--- start of Excerpt provided ---
Family member of director or former director
In this Part, a reference to a member of a director’s or former
director’s family is a reference to—
(a) the spouse of the director or former director;
(b) a child of the director or former director; or
(c) a parent of the director or former director.
488.
Director or former director associated with body corporate
(1) For the purposes of this Part, a director or former director
is associated with a body corporate if—
(a) the director or former director, or any one or more of
the entities specified in subsection (3), or the director
or former director together with any one or more of
those specified entities, are entitled to exercise, or
control the exercise of, more than 30% of the voting
power at any general meeting of that body corporate;
or
(b) the directors, or a majority of the directors, of that
body corporate are accustomed to act in accordance
with the directions or instructions of—
(i) the director or former director; or
(ii) an entity connected with the director or former
director.
(2) In this section, a reference to voting power the exercise of
which is controlled by a director or former director, or by
an entity specified in subsection (3), includes voting power
the exercise of which is controlled by another body
corporate if the director or former director, or any one or
more of the specified entities, or the director or former
director together with any one or more of the specified
entities, are entitled to exercise, or control the exercise of,
more than 50% of the voting power at any general meeting
of that other body corporate.
(3) The entity specified for the purposes of subsections (1) and
(2) is—
(a) the spouse of the director or former director;
(b) a minor child of the director or former director; or
(c) a person who, by virtue of section 486(1)(e), is an
entity connected with the director or former director.
489.
Company subject to more than one prohibition
(1) If a company is prohibited by more than one provision of
this Part from doing something without the approval of the
members of the company, or of the members of a holding
company of the company, specified in each provision, the
company is prohibited from doing the thing without all
those approvals.
(2) Subsection (1) does not require a separate resolution for
the purposes of each of the provisions.
490.
Application to transaction or arrangement despite its governing
law
For the purposes of this Part, it is immaterial whether or not
the law (apart from this Ordinance) that governs a transaction
or arrangement is the law of Hong Kong.
--- end of Excerpt provided ---
--- start of Recorded information ---
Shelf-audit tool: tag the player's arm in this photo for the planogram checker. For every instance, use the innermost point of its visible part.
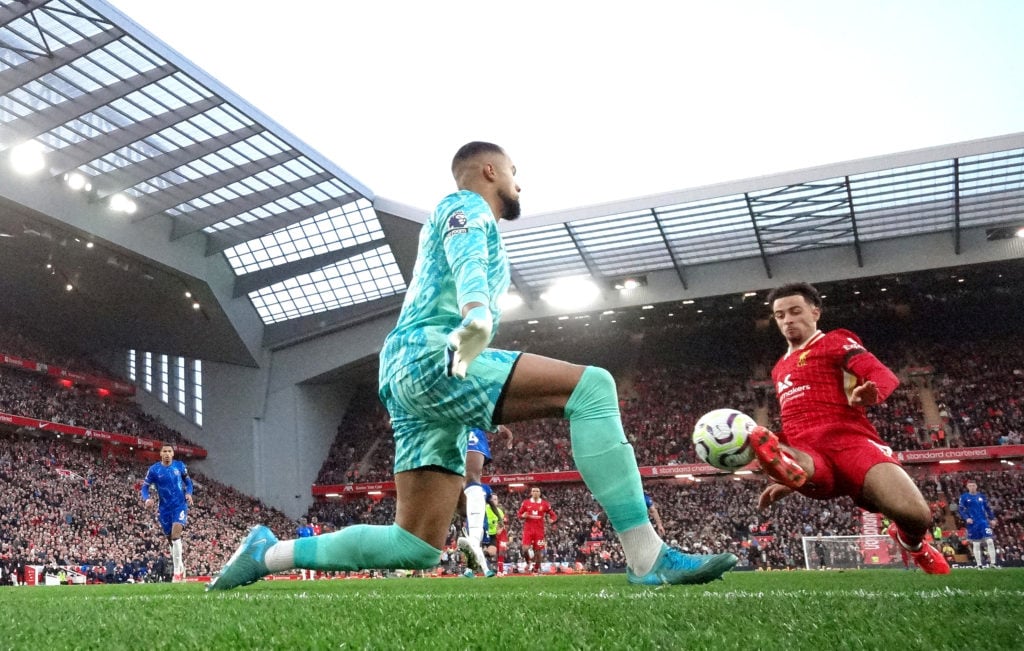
--- end of Recorded information ---
** Set task A **
Repeat the ordinance excerpt word for word from "Family member of" to "of the director or former director.".
** Set task B **
Shorten the paragraph of the ordinance excerpt that begins "(3) The entity specified" into a brief list, keeping its main facts.
The data above isn't needed for anything here.

** Expected output A **
Family member of director or former director
In this Part, a reference to a member of a director’s or former
director’s family is a reference to—
(a) the spouse of the director or former director;
(b) a child of the director or former director; or
(c) a parent of the director or former director.

** Expected output B **
For subsections (1) and (2), the specified entity is:
- the spouse of the director or former director
- a minor child of the director or former director
- a person who is an entity connected with the director or former director by virtue of section 486(1)(e)